— BEGIN Input —
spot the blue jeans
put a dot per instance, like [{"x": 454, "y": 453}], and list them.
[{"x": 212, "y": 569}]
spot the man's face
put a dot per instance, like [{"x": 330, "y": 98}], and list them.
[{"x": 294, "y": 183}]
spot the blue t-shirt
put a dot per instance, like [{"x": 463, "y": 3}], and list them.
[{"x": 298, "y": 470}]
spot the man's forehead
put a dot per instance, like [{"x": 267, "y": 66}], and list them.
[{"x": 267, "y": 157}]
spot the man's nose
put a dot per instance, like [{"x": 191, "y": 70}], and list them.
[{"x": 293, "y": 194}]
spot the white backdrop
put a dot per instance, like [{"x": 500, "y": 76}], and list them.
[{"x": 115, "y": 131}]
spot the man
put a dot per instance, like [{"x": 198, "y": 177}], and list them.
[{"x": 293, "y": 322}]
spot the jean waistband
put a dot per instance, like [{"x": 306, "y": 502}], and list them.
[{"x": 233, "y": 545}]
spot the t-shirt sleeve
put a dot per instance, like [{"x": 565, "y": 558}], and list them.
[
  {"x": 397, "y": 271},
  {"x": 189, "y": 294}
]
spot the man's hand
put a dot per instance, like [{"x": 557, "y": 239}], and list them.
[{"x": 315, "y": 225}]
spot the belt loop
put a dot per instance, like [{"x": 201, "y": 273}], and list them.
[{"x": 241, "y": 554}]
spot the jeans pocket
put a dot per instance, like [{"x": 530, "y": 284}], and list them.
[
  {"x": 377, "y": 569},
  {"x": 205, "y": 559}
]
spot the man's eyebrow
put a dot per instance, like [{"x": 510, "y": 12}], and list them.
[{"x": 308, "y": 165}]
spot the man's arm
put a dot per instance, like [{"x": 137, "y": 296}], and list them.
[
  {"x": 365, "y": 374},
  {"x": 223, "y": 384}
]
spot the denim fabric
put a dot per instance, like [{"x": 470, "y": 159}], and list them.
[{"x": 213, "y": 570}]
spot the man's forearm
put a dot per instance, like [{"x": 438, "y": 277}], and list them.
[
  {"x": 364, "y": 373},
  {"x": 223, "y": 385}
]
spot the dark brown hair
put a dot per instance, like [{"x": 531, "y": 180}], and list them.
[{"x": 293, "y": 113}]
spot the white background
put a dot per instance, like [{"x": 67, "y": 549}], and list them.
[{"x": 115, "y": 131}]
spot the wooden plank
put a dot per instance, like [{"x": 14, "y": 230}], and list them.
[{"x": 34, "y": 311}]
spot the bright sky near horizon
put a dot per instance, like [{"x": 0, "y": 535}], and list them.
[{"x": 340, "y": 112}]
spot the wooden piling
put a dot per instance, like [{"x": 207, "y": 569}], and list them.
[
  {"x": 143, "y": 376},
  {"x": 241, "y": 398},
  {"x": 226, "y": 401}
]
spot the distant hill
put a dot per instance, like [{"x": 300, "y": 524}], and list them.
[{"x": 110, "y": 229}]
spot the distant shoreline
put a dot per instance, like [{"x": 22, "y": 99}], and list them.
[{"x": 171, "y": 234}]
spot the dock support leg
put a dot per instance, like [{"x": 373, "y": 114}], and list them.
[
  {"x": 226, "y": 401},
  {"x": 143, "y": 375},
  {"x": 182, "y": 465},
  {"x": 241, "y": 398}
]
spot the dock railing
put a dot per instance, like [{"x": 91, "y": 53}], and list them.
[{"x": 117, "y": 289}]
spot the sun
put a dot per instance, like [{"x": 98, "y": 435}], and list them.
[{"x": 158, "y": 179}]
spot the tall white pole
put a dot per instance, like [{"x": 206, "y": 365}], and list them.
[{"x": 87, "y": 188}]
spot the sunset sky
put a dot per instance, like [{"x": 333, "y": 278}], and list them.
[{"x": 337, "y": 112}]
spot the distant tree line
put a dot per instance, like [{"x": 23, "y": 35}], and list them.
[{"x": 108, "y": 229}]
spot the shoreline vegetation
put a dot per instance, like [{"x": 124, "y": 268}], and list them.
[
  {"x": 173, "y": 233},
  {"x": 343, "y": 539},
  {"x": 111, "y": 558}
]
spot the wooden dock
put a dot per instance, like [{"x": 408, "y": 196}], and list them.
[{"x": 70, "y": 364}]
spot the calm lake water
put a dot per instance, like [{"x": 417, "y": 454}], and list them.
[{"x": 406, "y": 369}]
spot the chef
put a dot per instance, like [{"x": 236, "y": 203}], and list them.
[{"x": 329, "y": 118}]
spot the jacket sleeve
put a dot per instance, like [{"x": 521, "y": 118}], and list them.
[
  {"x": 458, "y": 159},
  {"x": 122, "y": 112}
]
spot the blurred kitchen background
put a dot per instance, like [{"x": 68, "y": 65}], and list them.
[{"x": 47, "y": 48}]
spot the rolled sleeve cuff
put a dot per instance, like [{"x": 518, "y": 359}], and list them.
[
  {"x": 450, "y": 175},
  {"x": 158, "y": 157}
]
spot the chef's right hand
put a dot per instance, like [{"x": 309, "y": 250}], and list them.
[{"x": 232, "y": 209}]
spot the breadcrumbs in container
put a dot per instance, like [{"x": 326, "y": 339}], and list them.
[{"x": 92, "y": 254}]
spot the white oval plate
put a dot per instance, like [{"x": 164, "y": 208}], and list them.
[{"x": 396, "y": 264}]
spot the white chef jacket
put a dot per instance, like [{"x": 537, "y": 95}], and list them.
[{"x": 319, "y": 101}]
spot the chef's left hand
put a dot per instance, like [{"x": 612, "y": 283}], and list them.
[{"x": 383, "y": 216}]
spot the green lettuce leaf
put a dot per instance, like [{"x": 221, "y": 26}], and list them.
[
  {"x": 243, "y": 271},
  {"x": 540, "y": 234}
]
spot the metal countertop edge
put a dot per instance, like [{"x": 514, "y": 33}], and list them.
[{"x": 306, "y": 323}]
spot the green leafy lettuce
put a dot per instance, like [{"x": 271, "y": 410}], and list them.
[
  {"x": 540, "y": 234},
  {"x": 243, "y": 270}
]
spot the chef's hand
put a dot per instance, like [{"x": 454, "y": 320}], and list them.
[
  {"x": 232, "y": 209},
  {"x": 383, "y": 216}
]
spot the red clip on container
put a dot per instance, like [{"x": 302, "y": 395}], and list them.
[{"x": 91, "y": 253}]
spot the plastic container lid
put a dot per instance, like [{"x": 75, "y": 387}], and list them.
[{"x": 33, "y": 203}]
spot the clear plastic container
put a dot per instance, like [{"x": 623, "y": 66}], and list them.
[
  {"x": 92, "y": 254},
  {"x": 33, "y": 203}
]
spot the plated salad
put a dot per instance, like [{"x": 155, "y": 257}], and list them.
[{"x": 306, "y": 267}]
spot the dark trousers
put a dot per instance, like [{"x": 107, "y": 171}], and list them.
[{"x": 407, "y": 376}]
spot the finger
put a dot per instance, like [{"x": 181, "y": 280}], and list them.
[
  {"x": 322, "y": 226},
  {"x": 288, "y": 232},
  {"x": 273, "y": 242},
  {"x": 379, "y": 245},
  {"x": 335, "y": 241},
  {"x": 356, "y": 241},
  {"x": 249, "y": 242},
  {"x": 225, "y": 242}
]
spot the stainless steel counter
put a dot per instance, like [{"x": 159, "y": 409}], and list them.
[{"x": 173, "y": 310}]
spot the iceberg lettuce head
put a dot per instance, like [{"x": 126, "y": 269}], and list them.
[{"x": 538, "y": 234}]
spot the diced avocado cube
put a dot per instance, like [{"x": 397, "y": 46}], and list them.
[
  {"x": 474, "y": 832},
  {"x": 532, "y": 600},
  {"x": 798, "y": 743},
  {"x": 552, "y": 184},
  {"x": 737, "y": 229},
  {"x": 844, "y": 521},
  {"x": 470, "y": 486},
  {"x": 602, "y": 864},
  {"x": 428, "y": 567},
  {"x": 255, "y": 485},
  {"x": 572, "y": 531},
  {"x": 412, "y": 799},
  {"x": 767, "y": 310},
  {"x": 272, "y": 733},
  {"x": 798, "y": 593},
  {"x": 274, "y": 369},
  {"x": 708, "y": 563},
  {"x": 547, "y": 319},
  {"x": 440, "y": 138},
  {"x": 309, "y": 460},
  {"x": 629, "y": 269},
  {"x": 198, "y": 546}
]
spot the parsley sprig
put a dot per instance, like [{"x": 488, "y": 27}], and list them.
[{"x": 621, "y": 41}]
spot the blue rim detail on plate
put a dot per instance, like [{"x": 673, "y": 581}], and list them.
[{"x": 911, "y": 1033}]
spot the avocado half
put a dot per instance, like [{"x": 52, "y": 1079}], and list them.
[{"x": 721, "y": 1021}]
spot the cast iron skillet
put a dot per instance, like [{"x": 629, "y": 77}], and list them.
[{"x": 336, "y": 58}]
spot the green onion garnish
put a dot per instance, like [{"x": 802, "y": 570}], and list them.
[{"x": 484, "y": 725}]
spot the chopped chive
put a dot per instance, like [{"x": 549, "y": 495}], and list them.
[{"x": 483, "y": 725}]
— END Input —
** Task requirements **
Arrange the lines of the listing, from the line holding "spot the cast iron skillet" through the end of the listing inclusive, as a Markdown table with the columns No. and Line. Number each row and leave out blank lines.

** Complete output **
| No. | Line |
|---|---|
| 1 | spot the cast iron skillet |
| 2 | put a dot per instance, like [{"x": 629, "y": 77}], and list them. |
| 3 | [{"x": 336, "y": 58}] |
| 4 | spot the green onion garnish |
| 5 | put a dot per instance, like [{"x": 802, "y": 570}], and list them. |
| 6 | [{"x": 484, "y": 725}] |
| 7 | spot the chopped chive |
| 8 | put a dot per instance, like [{"x": 549, "y": 495}], and list them. |
| 9 | [{"x": 483, "y": 725}] |